_What the task requires_
Rewrite the items from the line with "point: the handwritten" through the end of the items, swapping "white candle" for "red candle" and keeping everything else unchanged. Leave the pictures out.

(Pointing dataset excerpts)
(begin)

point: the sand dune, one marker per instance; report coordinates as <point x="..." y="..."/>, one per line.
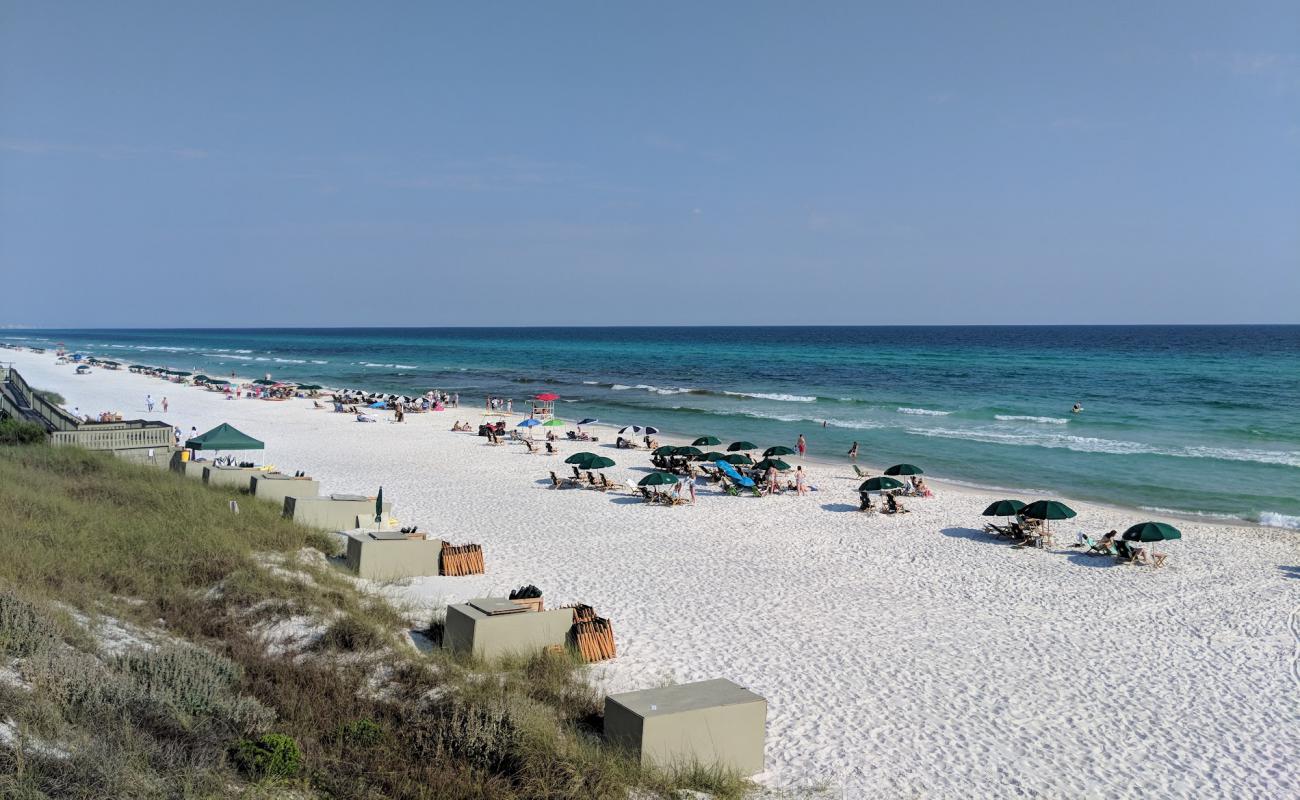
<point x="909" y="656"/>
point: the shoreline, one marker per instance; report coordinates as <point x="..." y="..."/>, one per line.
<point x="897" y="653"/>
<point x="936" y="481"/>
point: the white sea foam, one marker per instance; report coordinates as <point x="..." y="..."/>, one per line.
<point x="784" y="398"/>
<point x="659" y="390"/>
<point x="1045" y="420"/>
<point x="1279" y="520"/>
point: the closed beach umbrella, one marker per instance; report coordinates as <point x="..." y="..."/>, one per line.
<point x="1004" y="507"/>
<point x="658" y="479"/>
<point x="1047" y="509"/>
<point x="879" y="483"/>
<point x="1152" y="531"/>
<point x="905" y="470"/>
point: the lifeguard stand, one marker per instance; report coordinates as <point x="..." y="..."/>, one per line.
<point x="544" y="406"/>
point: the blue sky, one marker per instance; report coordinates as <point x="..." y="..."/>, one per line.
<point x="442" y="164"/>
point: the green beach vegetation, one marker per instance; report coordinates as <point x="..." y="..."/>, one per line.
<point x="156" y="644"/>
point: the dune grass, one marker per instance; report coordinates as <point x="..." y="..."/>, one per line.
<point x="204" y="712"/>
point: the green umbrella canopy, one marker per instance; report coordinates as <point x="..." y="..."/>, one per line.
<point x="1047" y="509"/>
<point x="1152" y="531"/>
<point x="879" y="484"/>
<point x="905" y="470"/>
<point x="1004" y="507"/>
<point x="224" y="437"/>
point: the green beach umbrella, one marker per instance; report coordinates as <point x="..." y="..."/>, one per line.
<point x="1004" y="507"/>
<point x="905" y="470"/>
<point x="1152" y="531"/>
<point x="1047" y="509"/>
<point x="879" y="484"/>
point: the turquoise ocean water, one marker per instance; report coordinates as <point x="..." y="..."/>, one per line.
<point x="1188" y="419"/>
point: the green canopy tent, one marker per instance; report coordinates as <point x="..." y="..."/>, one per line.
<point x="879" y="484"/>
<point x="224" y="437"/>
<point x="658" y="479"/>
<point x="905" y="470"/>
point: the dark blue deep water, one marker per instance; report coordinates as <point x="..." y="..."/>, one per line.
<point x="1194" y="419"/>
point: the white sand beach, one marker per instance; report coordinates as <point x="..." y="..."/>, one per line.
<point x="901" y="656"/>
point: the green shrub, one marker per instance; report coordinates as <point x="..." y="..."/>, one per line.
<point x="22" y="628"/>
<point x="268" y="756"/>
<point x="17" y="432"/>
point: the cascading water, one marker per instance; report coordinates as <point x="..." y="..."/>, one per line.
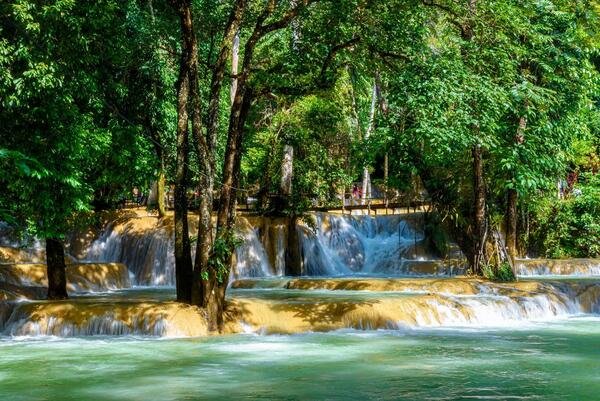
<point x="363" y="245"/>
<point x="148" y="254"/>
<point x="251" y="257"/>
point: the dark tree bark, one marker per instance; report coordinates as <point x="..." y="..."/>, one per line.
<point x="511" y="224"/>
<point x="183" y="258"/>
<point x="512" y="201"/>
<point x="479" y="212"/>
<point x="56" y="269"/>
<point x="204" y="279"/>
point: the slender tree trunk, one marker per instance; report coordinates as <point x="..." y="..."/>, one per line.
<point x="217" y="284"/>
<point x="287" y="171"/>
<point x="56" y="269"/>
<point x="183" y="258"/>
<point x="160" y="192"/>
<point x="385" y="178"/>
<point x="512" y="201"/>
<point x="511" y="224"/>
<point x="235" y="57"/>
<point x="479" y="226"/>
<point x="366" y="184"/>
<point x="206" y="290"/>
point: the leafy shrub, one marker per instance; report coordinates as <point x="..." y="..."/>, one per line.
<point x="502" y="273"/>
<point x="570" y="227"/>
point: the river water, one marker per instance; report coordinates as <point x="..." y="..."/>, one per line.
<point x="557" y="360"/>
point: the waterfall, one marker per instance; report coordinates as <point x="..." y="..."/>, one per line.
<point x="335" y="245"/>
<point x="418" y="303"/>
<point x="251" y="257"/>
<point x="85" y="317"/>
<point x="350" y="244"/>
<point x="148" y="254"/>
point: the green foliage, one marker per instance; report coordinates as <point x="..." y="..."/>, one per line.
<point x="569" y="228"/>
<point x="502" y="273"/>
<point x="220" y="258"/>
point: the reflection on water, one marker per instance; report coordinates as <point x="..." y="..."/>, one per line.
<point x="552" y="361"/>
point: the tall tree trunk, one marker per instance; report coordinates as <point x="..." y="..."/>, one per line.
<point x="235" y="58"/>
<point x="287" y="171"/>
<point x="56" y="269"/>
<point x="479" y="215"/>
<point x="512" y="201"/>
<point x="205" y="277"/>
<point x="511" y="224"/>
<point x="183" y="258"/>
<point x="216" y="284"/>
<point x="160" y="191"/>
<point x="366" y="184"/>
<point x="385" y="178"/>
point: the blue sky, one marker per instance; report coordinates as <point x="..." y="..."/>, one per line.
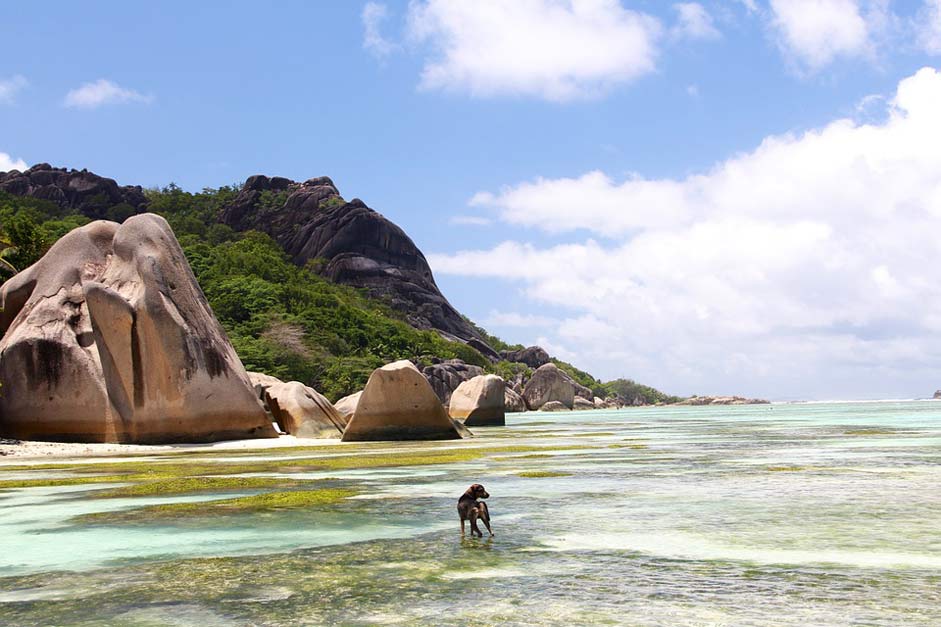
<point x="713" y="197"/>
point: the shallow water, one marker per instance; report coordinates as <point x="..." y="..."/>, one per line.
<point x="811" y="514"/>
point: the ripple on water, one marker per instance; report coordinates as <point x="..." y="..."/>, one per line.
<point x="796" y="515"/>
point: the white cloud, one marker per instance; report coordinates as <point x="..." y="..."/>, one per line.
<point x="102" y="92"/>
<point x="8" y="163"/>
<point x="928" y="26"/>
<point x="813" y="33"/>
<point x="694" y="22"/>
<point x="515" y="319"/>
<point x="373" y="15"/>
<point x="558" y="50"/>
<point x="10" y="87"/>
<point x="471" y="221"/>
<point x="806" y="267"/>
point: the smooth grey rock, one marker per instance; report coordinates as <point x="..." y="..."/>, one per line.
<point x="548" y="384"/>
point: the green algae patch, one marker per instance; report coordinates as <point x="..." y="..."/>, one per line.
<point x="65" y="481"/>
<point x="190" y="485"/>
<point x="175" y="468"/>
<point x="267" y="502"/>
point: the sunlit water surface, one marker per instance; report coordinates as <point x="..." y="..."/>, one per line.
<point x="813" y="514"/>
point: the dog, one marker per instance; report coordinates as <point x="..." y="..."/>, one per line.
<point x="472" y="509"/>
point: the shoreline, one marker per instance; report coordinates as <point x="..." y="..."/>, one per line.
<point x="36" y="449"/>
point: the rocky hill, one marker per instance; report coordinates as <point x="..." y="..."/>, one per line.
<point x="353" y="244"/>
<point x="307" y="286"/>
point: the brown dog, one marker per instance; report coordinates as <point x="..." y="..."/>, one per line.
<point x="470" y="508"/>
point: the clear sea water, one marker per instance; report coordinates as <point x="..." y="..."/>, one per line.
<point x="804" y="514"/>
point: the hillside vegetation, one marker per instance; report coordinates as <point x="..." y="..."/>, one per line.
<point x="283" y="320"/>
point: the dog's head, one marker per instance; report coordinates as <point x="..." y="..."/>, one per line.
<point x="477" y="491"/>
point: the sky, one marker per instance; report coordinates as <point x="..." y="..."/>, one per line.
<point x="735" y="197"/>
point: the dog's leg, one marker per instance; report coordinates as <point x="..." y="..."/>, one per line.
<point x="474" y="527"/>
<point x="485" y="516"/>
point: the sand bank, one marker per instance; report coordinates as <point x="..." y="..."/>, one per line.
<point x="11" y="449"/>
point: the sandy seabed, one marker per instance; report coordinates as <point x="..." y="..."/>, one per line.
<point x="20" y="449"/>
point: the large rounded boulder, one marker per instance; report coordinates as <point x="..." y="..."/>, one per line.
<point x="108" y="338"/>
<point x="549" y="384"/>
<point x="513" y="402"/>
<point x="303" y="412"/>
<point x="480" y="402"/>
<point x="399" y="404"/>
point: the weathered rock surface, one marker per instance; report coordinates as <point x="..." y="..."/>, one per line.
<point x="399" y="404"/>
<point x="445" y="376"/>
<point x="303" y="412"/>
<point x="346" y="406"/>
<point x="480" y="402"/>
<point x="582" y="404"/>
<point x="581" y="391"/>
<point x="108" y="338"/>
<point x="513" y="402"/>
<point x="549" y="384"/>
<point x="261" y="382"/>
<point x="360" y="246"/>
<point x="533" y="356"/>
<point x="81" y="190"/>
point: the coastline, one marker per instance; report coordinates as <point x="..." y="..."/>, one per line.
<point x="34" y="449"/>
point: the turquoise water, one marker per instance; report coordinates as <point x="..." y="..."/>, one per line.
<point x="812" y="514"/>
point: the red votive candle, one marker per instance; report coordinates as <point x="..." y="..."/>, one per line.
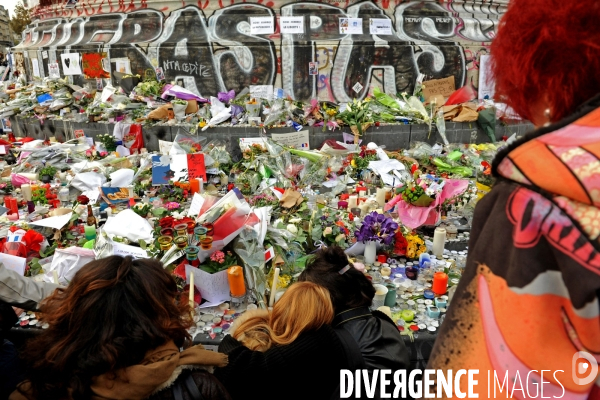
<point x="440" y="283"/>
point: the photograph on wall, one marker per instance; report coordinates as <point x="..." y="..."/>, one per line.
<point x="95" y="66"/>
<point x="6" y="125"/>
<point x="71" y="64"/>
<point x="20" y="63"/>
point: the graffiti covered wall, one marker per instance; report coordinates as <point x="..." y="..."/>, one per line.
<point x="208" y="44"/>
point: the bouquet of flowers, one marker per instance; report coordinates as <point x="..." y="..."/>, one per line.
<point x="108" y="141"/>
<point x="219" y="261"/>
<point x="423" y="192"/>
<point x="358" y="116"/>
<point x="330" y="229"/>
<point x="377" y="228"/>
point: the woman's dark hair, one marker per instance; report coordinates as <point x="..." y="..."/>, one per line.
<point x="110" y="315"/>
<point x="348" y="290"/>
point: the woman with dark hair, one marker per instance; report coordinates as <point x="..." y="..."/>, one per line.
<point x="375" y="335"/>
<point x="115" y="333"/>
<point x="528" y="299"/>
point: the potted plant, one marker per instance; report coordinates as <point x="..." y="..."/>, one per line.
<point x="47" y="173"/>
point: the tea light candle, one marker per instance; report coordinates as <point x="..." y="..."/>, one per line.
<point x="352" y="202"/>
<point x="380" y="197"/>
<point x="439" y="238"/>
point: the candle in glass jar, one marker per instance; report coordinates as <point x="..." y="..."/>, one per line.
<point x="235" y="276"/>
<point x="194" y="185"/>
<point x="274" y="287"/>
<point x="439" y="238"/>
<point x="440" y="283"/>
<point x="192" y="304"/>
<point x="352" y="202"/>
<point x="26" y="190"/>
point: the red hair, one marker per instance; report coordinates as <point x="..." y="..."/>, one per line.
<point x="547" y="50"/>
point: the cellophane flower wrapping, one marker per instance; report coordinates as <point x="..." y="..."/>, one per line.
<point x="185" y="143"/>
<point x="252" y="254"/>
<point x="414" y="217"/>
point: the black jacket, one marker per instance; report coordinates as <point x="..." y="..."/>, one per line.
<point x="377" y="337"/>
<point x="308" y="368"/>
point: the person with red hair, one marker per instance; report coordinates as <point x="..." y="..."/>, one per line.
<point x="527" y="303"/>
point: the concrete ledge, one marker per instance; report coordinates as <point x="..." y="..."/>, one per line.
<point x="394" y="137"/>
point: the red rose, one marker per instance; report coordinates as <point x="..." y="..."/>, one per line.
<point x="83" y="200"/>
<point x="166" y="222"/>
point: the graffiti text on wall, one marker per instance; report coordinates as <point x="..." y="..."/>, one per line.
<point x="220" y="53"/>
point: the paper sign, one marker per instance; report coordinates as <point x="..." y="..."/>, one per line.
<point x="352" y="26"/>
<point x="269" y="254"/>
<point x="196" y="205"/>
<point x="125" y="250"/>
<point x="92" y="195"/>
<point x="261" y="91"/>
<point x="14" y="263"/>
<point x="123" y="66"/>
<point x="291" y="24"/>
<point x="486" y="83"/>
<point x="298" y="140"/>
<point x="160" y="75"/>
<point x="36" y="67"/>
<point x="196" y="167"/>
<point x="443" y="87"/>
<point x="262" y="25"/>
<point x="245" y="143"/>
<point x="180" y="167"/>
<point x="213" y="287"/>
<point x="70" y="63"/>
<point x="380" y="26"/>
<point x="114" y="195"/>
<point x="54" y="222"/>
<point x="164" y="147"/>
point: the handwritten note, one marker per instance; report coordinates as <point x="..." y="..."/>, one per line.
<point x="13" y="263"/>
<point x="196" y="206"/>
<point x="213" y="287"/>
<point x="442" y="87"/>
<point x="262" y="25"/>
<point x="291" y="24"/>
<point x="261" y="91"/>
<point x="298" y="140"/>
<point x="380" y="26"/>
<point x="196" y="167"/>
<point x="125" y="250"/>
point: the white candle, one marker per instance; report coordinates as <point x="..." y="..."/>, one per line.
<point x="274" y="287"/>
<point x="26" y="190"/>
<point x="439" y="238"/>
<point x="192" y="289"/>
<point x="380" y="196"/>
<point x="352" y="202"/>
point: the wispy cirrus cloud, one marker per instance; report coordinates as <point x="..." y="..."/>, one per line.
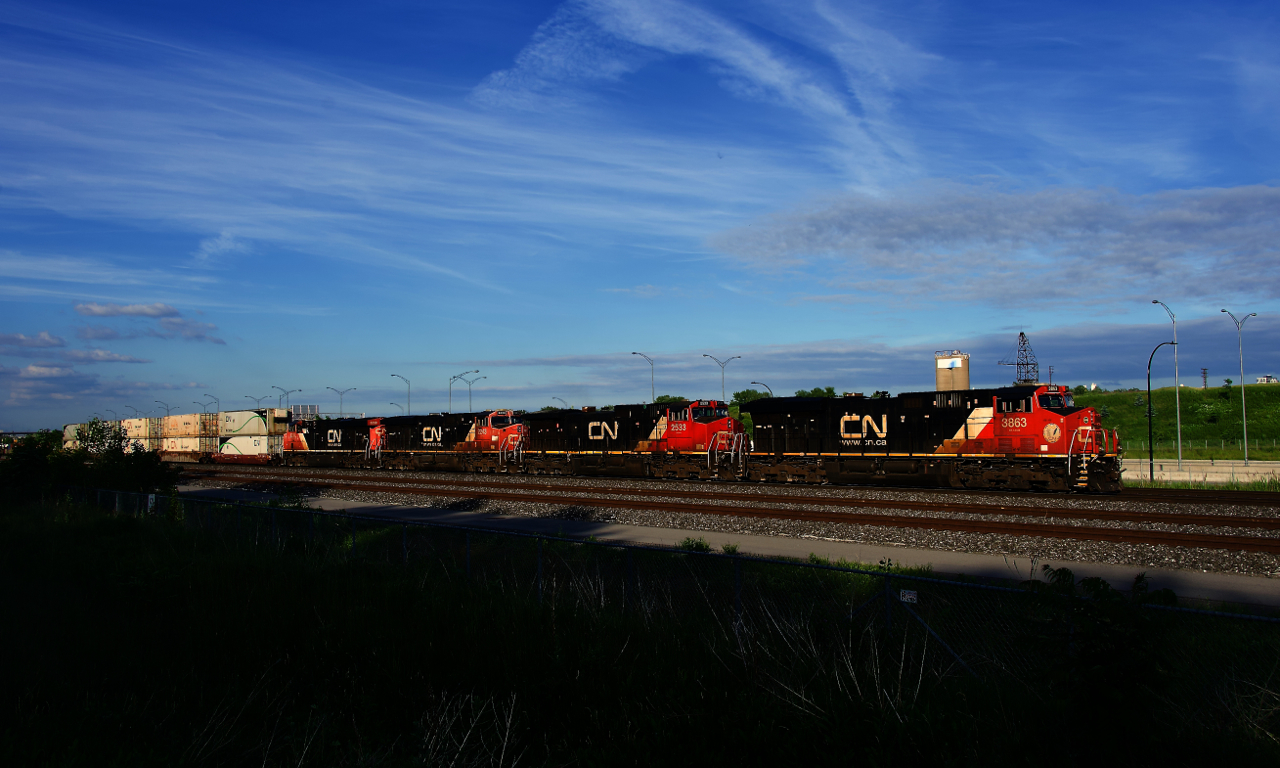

(end)

_Full response_
point: the handwritten note, one marker per instance; report coordinates as <point x="..." y="..."/>, one per line.
<point x="13" y="263"/>
<point x="196" y="206"/>
<point x="213" y="287"/>
<point x="442" y="87"/>
<point x="262" y="25"/>
<point x="291" y="24"/>
<point x="261" y="91"/>
<point x="298" y="140"/>
<point x="380" y="26"/>
<point x="196" y="167"/>
<point x="125" y="250"/>
point: the red candle, one marker per instance; report coordinates as <point x="..." y="..."/>, one per line.
<point x="274" y="287"/>
<point x="26" y="190"/>
<point x="439" y="238"/>
<point x="192" y="289"/>
<point x="380" y="196"/>
<point x="352" y="202"/>
point: the wispy cirrus cloud, one marker per instance; report coordinates as <point x="..." y="..."/>, one per line.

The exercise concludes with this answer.